◆ 本文

────────────────

精密板金技術情報

精密板金とコスト

精密板金加工における、設計段階でのコストダウンのキモについて、加工側から見た提案をご紹介します。

1、部品点数はなるべく少なく!

精密板金部品の単価は部品の種類が多くなると必然的に高くなってしまいます。
設計段階でいくつかの部品を一枚の板金部品として設計できれば大きなコストダウンにつながります。

2、ロット数はなるべく固めて!

精密板金の世界ではロット1から数百、数千といったロットがありますが、ロット1や2などの極少数ロットでは、加工時間より段取りの時間が大半を占めてしまうため、割高になってしまいます。

発注可能な数量はなるべく固めたロットで発注するのがコストダウンに役立ちます。

3、板厚はなるべく薄く!

強度的に許すギリギリまで板厚を薄く板金設計することにより、
材料費が安くなるため、コストダウンにつながります。
特に材料単価の高い、アルミやステンレス等では効果が大きいです。
わずが0.1mm,0.5mm板厚が変わるだけでも材料費が大きく変わるときがあります。

4、材料の定尺を意識する!

加工対象の材料には定尺(たとえば1m×2m)という規格のサイズがあります。
これを意識し、定尺から製品を抜き取った後の材料ロスを少なくすることにより、製品単価を抑えることができます。

定尺の材料を使用したが、加工後に材料が多くあまってしまう場合などは製品に使用する材料のほか、その余る分の材料費まで製品価格にONしなければならなくなります。(残材を再利用できる場合もありますがいつでもできるとは限りません)
これを抑えるため、なるべく材料取りの良い(定尺を有効に使える)製品形状を意識することも重要です。

────────────────

◆ データ記録
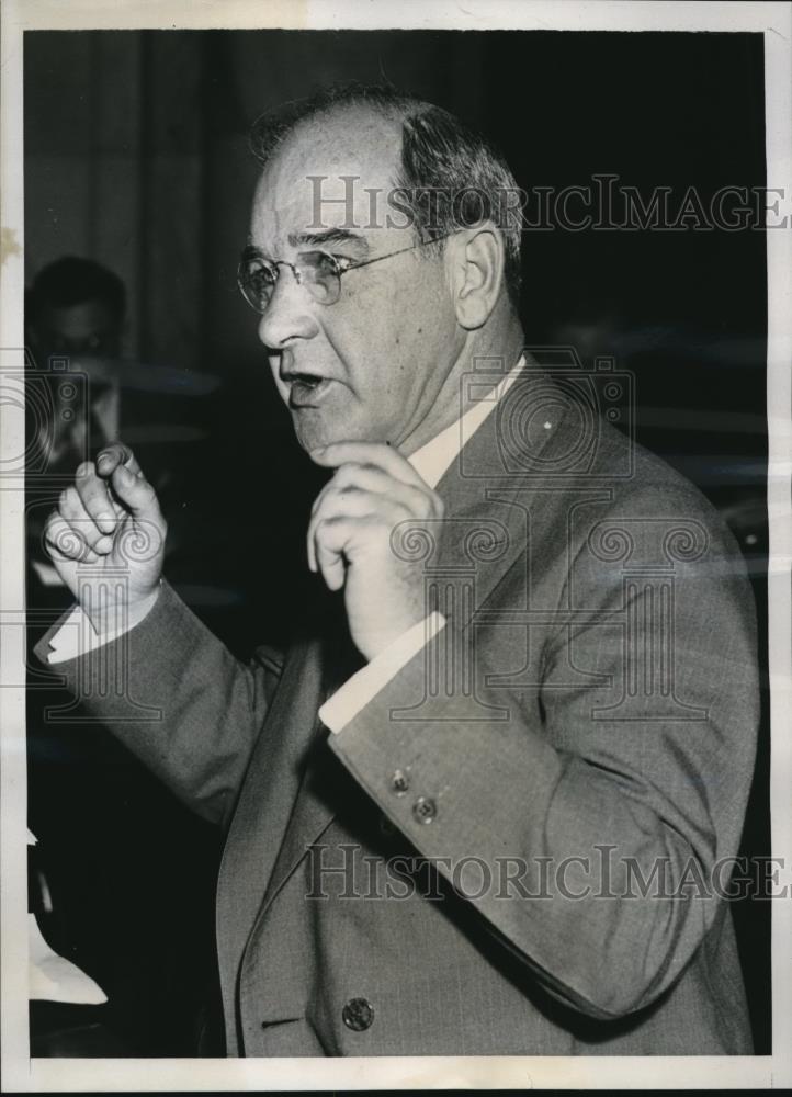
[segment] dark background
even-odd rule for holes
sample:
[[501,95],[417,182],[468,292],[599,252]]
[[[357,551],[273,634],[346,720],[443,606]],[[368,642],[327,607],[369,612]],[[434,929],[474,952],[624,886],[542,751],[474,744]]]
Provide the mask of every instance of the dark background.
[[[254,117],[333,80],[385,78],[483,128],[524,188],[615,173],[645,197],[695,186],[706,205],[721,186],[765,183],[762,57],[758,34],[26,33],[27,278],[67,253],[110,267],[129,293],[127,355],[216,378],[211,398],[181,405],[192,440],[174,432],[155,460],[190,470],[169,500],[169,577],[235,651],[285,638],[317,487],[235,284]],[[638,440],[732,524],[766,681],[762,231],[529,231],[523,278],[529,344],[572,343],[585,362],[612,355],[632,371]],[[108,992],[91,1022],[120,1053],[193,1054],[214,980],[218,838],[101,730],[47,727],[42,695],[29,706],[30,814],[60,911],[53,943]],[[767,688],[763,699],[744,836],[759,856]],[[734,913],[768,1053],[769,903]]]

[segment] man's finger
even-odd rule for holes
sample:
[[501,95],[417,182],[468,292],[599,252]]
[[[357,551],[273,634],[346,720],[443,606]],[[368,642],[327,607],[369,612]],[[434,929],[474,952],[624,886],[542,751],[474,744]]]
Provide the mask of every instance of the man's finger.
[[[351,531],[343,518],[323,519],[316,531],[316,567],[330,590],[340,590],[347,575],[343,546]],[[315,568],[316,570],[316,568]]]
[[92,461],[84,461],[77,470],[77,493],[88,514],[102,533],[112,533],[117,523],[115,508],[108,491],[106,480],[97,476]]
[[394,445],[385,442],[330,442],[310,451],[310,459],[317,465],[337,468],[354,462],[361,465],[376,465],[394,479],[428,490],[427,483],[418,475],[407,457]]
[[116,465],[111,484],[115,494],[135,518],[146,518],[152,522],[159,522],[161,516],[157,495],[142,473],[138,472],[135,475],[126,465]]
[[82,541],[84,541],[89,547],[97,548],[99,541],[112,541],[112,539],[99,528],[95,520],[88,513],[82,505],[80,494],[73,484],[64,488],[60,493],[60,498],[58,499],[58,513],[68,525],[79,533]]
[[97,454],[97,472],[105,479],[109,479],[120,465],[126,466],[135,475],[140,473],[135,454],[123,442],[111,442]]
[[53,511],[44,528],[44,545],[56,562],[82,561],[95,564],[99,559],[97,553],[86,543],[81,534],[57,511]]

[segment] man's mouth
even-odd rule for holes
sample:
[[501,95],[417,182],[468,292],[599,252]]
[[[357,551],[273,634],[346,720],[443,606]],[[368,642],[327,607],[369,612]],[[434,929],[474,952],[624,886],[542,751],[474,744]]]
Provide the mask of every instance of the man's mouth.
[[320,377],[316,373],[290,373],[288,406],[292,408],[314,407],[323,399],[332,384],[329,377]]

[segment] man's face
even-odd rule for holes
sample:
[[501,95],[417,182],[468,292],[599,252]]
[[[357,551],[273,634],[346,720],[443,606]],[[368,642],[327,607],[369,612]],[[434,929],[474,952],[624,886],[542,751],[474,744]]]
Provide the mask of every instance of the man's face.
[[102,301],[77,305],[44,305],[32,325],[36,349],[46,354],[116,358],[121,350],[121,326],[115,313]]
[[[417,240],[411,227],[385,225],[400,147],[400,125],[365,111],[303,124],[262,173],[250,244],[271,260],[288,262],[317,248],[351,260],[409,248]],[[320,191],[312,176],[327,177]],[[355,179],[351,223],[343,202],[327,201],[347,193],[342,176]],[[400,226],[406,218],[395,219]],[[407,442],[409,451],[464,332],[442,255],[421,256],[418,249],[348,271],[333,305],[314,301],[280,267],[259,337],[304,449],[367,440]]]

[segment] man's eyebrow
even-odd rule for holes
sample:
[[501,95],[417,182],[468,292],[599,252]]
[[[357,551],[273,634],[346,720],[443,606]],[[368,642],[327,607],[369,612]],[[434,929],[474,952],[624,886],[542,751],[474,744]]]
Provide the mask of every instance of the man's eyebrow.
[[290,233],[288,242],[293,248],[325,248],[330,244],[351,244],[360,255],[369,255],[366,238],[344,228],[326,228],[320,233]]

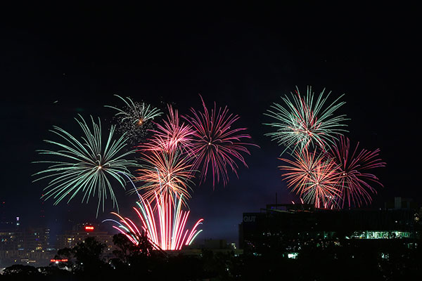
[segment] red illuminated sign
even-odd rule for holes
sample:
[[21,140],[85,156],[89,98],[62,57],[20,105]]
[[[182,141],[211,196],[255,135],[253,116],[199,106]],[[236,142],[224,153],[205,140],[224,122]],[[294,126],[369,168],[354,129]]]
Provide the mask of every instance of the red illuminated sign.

────────────────

◆ 問題と課題
A: 精密板金のコストに関する本文から、「発注可能な数量はなるべく固めたロットで発注するのがコストダウンに役立ちます。」から「大きく変わるときがあります。」までの部分を、両端を含めてそのまま抜き出してください。
B: 精密板金のコストに関する本文によると、ロット1や2などの極少数ロットが割高になるのはなぜですか。1～3文で説明してください。
C: 精密板金のコストに関する本文を、最後の文の後から書き進めてください。
データを参照する必要はありません。

◆ 演習の解答
A:
発注可能な数量はなるべく固めたロットで発注するのがコストダウンに役立ちます。

3、板厚はなるべく薄く!

強度的に許すギリギリまで板厚を薄く板金設計することにより、
材料費が安くなるため、コストダウンにつながります。
特に材料単価の高い、アルミやステンレス等では効果が大きいです。
わずが0.1mm,0.5mm板厚が変わるだけでも材料費が大きく変わるときがあります。

B: 極少数ロットでは、加工時間よりも段取りの時間が大半を占めてしまいます。そのため割高になります。

C:
5、メッキや塗装等の表面処理は慎重に

昨今は精密板金製品の外観品質の厳格化もあり、塗装やメッキ等の表面処理の価格も一昔と比較すると高騰しています。
鉄にメッキするよりも初めからステンレス素材を使用し、メッキをしないほうが安くなることがほとんどです。昔は考えにくかったですが、最近はこのような傾向もあります。

また、当社ではZAM材といった特殊な亜鉛メッキを施した鋼板をよく使用しますが、これまで鉄に塗装しさらにシルク印刷していた製品をZAM材の素地に直接シルク印刷するように変更し、塗装費をコストダウンされるお客様も多くおられます。

当社では表面処理の有無を初め、最適な表面処理方法をご提案いたします。

cost01ZAMを使用した製品です。もともとは建築業界で使用される材料でしたが、最近では精密板金業界でも増えてきています。

6、傷なきことは要注意!

図面に「傷なきこと」と記載されている場合がありますが、これはしばしば問題となる表記です。
工業製品である以上、傷は必ずどこかに存在します。
製品をミクロにみていけばなおさらです。
どこまでの傷を許容するのか、どのような傷はNGなのか、具体的な外観基準を設定しないと不要なコストアップを招いたり、品質で後々問題になることがあります。
当社では事前にお客様と外観レベルについて協議を行い、後々問題が起きないようにしております。

cost02「傷なきこと」設計者様の魔法の文言。。しばしばお見受けする図面表記ですが実際の製造現場ではお客様との限度刷り合わせが重要です。

7、溶接はスポット溶接に

板金加工において、溶接はコストが掛かる部分です。
不要な箇所に溶接をすればそれだけコストアップになってしまいます。

強度計算上、不要な箇所はなるべく溶接を避けるのが良いです。

またどうしても溶接が必要になる場合にはスポット溶接を採用することもいい選択肢です。

単に部品同士を接合したい場合には一般的なTIG溶接、アルゴン溶接の変わりにスポット溶接を行うことにより、コストダウンに大きく寄与します。
当社では鉄やステンレスはもちろん、アルミのスポット溶接も得意にしております。
もちろんアルミのTIG溶接も得意ですので、防水形状でTIG溶接が避けられない場合でもお任せください。

cost03青矢印部分がスポット溶接によって部材を接合した部分です。TIG溶接(ティグ溶接、アルゴン溶接)が必須でなければスポット溶接に代替するのもコストダウンに効果があります。

8、レーザー加工を避ける

当社ではターレットパンチプレスをメインとした加工をしておりますが、これはコストを意識していることも一つの要因です。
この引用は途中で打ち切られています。